• [EXERCISE DESCRIPTION] What you return must match the entries exactly, except that the pictures are gone.
━━━━━ THE DATA
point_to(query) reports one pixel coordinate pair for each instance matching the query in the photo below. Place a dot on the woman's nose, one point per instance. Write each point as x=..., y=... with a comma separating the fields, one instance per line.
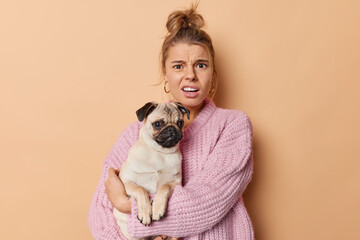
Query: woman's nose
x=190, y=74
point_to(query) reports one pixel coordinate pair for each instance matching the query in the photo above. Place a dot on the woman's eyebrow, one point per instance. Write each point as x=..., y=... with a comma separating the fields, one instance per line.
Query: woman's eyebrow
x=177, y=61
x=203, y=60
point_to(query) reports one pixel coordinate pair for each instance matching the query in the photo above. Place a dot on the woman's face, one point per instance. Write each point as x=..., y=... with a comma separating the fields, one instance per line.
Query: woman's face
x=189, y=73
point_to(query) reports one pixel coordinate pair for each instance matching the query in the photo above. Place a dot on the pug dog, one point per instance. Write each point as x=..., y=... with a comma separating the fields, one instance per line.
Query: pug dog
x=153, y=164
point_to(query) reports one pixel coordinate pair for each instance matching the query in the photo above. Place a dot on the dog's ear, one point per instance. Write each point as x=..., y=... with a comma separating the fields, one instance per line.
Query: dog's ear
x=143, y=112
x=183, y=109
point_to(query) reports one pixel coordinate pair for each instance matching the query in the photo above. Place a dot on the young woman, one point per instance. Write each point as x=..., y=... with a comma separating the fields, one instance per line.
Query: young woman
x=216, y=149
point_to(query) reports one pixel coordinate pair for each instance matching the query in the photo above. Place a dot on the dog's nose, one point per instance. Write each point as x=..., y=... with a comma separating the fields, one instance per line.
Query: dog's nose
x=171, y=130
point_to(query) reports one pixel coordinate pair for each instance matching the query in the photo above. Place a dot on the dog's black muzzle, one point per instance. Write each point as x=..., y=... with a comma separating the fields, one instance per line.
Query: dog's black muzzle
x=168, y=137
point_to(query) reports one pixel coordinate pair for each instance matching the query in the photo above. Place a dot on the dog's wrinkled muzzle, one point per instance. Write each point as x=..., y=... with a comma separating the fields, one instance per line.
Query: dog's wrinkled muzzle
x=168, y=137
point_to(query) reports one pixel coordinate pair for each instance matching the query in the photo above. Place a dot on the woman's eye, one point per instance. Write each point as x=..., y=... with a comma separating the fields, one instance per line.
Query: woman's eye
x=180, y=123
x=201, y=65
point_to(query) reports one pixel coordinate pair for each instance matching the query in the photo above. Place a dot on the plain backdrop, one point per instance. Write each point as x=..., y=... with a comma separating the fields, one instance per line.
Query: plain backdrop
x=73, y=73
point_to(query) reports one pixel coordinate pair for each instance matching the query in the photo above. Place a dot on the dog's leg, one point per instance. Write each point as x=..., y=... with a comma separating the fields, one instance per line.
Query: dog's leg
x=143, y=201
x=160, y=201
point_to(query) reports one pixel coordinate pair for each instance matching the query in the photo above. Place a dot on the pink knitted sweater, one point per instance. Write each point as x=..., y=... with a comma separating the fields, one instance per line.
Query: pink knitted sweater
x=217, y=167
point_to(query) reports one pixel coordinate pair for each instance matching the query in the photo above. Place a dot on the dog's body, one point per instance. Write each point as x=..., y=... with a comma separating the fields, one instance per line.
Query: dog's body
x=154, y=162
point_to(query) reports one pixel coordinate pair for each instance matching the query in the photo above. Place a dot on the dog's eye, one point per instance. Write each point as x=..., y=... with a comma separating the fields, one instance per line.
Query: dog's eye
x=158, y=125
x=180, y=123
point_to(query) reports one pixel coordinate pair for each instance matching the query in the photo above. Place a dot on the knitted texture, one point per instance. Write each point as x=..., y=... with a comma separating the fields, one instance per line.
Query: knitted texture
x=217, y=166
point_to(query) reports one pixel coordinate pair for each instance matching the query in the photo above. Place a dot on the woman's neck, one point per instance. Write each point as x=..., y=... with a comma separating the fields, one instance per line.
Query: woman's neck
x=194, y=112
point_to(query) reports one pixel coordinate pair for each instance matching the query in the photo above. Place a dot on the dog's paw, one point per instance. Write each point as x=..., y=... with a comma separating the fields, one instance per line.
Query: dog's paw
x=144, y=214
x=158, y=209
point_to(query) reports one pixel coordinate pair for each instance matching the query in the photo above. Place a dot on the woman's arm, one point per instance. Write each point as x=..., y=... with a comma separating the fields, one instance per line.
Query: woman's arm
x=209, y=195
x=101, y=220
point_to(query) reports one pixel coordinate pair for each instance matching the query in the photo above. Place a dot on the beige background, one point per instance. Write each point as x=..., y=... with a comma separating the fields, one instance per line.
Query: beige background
━━━━━━━━━━
• [WRITTEN ANSWER]
point_to(query) reports one pixel coordinate pair for each instance matching the query in the photo below. Place a dot on the woman's nose, one point per instance. Write each point as x=..., y=... with a comma separating the fields, one instance per line.
Query: woman's nose
x=190, y=74
point_to(query) reports one pixel coordinate pair for each instance matching the query in the photo above. Place a dot on the woman's eyebrow, one point per instance. Write each point as x=..., y=... with a comma separating the fields, one instance per line.
Query: woman's eyebrow
x=177, y=61
x=203, y=60
point_to(query) reports one pixel coordinate pair for each instance matching the query in the photo above. Place a dot on the woman's face, one point per instance. Write each point as x=..., y=... with a comma separating the fields, one instance per line.
Query: woman's face
x=189, y=73
point_to(query) reports one pixel coordinate pair for each instance matching the query in the photo above. Place a dot on the pug dog, one point per instance. Write each point as x=..., y=... with a comma separating the fields, one instance per line.
Query: pug dog
x=153, y=164
point_to(query) reports one pixel coordinate pair for each instance matching the query in the photo above. Place a dot on the dog's ear, one point per instance. Write each point as x=..., y=... with a comma separating the fields, one instance per line.
Query: dog's ear
x=143, y=112
x=183, y=109
point_to(query) reports one pixel coordinate pair for each instance matching the query in the photo above. Place a dot on the young woman, one point per instance. Write each point as x=..., y=... with a comma separating the fields, one instance per line.
Query: young woman
x=216, y=149
point_to(query) reports one pixel coordinate pair for each instance matching the query in the photo above. Place a dot on the dog's nose, one point per instance. Write each point as x=..., y=... with a comma separating the fields, one instance per line.
Query: dog's nose
x=171, y=130
point_to(query) reports one pixel coordinate pair for each instance matching the query in the photo above. Place a dot on the dog's black muzzle, one point per instance. Write each point as x=..., y=... with a comma separating the fields, one instance per line.
Query: dog's black muzzle
x=168, y=137
point_to(query) reports one pixel coordinate pair for each instance matching the query in the photo above. Place a dot on the dog's wrinkled muzzle, one point per instance. Write each point as x=..., y=... with a comma separating the fields, one instance per line.
Query: dog's wrinkled muzzle
x=168, y=137
point_to(query) reports one pixel coordinate pair for each instance matching the query in the photo above. Place a dot on the woman's eye, one point per instance. Write each point as x=..., y=... with a comma separating the fields, one instance per line.
Query: woman's eye
x=180, y=123
x=201, y=65
point_to(query) reports one pixel coordinate pair for each instance matching the query in the photo above. Place a dot on the plain backdrop, one point per instance. Write each point as x=..., y=... with a comma separating the fields, one instance per line.
Query: plain backdrop
x=73, y=73
point_to(query) reports one pixel coordinate pair for each instance matching the query in the photo above. Place a dot on the dog's leg, one point per instance. Write each point as x=..., y=... with a comma separating the fields, one instance per line.
Query: dog's leg
x=143, y=201
x=160, y=201
point_to(query) reports one pixel coordinate pair for each instance matching the query in the photo above. Place a dot on the pink knitted sweater, one point per instance. Write each point as x=..., y=... with a comma separating the fields, one instance per line.
Query: pink knitted sweater
x=217, y=167
point_to(query) reports one pixel coordinate pair for each instance matching the query in the photo above. Place a dot on the dog's body, one point per instance. Write each point as x=..., y=... with a comma separating the fields, one instance per line.
Query: dog's body
x=154, y=162
point_to(query) reports one pixel coordinate pair for each instance matching the query in the photo above. Place a dot on the dog's eye, one point per instance. Write each point as x=..., y=... with a comma separating the fields, one instance per line.
Query: dog's eye
x=158, y=125
x=180, y=123
point_to(query) reports one pixel coordinate pair for each instance matching the query in the photo above. Place a dot on the knitted texture, one point per instance. Write each point as x=..., y=... with a comma separating the fields, one instance per line.
Query: knitted texture
x=217, y=166
point_to(query) reports one pixel coordinate pair for each instance matching the query in the photo above. Place a dot on the woman's neck, one point per instance. Write each point as x=..., y=... with a comma separating the fields, one instance per line.
Query: woman's neck
x=194, y=112
point_to(query) reports one pixel coordinate pair for each instance matching the query in the photo above. Place a dot on the dog's paw, one point per instance. Write each point as x=..., y=... with a comma separating the fields, one instance per line.
Query: dog's paw
x=144, y=214
x=158, y=209
point_to(query) reports one pixel coordinate pair for each instance matching the query in the photo above. Place a dot on the woman's arm, one point per instance. Write each point as x=..., y=... with a comma separating the fields, one instance per line.
Query: woman's arm
x=209, y=195
x=101, y=220
point_to(query) reports one pixel coordinate pair for each instance matching the query in the photo above. Place a dot on the beige background, one point per instance. Write each point as x=..., y=... with a comma separating the fields, one instance per line.
Query: beige background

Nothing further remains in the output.